BEGIN Supplied material
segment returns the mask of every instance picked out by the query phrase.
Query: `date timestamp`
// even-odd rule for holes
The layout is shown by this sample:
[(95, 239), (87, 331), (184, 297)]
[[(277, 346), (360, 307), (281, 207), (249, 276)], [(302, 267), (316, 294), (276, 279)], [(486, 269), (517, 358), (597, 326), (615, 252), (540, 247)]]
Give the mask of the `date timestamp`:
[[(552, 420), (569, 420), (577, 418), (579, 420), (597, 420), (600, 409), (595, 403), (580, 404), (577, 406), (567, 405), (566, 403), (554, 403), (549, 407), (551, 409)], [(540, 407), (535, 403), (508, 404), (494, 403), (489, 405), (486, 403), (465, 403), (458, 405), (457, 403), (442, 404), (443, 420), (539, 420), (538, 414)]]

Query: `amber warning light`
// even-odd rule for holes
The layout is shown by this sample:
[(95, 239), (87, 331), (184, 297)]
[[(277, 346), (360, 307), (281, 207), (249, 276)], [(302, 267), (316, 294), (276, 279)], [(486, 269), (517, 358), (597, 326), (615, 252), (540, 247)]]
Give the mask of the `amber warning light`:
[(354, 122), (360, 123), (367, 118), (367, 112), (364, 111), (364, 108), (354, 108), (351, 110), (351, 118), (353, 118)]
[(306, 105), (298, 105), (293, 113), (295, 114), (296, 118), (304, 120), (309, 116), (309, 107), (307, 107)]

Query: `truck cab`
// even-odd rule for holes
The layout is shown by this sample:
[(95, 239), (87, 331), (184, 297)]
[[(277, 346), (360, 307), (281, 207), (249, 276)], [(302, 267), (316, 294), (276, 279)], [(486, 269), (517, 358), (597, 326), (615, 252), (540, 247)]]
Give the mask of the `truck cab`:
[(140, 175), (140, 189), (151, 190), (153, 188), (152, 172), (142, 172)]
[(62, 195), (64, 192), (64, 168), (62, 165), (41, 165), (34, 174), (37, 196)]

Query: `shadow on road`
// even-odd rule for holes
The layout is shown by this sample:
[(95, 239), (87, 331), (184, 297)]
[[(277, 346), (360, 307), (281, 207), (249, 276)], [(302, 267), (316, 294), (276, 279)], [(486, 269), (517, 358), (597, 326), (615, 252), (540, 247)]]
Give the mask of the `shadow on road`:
END Supplied material
BEGIN Supplied material
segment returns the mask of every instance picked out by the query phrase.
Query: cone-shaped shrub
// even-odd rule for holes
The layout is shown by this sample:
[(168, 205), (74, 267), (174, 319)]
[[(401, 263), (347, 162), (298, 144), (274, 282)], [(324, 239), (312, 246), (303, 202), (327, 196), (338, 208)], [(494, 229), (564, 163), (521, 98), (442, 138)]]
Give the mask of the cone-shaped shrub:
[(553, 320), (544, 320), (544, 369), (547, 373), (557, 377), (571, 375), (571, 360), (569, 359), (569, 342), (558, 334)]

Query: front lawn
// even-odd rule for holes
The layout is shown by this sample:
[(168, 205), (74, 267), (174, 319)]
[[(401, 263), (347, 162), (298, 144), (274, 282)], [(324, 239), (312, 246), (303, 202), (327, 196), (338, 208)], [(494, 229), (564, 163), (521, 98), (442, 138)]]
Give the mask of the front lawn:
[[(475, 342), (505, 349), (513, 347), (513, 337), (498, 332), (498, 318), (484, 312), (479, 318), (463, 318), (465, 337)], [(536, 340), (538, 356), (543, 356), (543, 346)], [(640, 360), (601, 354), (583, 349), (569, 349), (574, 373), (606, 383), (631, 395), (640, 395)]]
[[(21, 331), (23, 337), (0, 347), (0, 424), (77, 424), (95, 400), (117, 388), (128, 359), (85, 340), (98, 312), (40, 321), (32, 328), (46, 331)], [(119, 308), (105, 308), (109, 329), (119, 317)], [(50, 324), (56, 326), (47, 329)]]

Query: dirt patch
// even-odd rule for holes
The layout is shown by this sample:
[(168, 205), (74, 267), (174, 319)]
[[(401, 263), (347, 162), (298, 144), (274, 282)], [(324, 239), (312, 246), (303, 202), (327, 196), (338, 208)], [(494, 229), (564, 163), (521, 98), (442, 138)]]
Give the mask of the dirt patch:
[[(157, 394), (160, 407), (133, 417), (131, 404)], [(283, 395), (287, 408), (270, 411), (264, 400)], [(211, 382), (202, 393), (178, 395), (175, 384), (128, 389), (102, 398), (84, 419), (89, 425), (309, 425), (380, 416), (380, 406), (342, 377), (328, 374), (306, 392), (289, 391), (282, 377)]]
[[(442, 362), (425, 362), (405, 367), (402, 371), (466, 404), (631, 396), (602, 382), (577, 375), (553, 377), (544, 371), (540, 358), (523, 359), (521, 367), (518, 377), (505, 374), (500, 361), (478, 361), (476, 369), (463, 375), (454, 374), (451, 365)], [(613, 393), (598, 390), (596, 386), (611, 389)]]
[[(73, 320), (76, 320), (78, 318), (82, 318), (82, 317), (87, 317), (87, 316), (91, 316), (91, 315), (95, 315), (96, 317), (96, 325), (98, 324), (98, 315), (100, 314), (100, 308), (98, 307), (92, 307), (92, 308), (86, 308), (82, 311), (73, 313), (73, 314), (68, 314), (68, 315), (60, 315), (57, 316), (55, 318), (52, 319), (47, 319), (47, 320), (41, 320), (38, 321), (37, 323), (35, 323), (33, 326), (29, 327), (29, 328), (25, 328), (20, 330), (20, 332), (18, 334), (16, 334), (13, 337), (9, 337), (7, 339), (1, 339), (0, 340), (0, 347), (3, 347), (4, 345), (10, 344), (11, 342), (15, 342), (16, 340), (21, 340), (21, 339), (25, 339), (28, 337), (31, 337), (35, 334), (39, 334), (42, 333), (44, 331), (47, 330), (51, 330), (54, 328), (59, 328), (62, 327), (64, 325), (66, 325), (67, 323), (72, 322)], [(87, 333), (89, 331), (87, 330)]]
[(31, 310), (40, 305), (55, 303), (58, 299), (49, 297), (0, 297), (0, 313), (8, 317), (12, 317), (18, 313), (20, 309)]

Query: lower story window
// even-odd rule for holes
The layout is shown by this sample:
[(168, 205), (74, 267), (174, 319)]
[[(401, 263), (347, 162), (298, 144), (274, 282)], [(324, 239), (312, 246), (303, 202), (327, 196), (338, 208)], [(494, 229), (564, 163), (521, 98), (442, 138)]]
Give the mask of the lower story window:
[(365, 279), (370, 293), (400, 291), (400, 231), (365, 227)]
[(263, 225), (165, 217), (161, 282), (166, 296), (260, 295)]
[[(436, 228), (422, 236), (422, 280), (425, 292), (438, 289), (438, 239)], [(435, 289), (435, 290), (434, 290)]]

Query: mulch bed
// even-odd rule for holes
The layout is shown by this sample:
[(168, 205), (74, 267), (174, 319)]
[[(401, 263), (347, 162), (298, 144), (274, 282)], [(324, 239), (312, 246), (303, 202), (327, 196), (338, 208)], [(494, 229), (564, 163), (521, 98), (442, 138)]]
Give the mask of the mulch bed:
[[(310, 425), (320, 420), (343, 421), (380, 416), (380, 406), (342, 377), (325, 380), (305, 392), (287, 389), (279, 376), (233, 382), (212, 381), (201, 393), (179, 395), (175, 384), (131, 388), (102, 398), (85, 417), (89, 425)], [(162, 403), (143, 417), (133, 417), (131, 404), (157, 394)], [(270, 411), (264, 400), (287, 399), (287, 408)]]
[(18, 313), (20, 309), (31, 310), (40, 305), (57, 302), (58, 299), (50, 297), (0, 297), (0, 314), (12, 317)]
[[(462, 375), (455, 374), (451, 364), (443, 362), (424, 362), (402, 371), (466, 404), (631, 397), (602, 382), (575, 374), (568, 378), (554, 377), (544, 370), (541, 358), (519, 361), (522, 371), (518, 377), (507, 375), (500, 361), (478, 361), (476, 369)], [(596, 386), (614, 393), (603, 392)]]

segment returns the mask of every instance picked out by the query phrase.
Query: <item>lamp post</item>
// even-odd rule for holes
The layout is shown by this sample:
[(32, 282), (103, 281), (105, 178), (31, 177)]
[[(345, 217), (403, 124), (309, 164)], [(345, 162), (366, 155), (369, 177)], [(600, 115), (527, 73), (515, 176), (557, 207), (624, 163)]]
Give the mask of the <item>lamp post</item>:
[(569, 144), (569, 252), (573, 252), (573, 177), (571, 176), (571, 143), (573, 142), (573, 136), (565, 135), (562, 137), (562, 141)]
END Supplied material
> **What is needed**:
Out of the data above, return each line where the word "road" can be found.

> **Output for this exercise**:
Query: `shadow on road`
Give the mask of the `shadow on road`:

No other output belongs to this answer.